-------- Input data --------

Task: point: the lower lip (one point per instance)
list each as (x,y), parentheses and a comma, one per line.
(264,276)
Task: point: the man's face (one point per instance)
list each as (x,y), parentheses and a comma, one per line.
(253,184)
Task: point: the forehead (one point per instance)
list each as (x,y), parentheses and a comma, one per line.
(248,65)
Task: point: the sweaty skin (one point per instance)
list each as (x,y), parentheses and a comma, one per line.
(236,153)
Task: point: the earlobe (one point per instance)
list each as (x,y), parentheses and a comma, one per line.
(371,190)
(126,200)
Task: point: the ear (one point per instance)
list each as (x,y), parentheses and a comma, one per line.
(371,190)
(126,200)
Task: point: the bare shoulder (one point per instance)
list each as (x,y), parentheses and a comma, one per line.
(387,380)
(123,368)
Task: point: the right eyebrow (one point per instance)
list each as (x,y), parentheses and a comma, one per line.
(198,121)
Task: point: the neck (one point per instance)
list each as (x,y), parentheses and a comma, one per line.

--------
-------- Input data --------

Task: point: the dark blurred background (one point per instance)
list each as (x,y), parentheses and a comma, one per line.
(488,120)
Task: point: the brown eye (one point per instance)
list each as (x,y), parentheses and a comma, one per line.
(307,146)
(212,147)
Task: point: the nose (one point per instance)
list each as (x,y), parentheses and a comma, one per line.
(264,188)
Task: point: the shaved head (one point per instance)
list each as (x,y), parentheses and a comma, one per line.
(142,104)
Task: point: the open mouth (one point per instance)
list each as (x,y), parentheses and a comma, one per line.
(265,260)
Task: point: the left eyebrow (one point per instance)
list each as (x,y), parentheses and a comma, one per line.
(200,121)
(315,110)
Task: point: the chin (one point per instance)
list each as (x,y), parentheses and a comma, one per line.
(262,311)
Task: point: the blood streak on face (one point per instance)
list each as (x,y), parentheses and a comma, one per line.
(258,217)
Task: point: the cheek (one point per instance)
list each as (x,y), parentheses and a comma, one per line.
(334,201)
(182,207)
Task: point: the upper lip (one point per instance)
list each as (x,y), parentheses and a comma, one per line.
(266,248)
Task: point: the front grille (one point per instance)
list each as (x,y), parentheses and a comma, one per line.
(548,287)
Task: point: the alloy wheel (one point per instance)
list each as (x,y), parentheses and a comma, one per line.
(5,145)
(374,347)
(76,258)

--------

▶ **Try it**
Would you print exactly and only the lines of the material above that run from the line with "Task: point: the cheek" through the line with "Task: point: the front", both included?

▶ **Solution to the exercise**
Task: point: the cheek (one point per instance)
list each as (x,y), parentheses and a comma, one per line.
(334,201)
(182,207)
Task: point: the upper lip (one point per instance)
list each as (x,y), parentheses and a comma, one per line.
(266,248)
Task: point: the front grille (one point per instance)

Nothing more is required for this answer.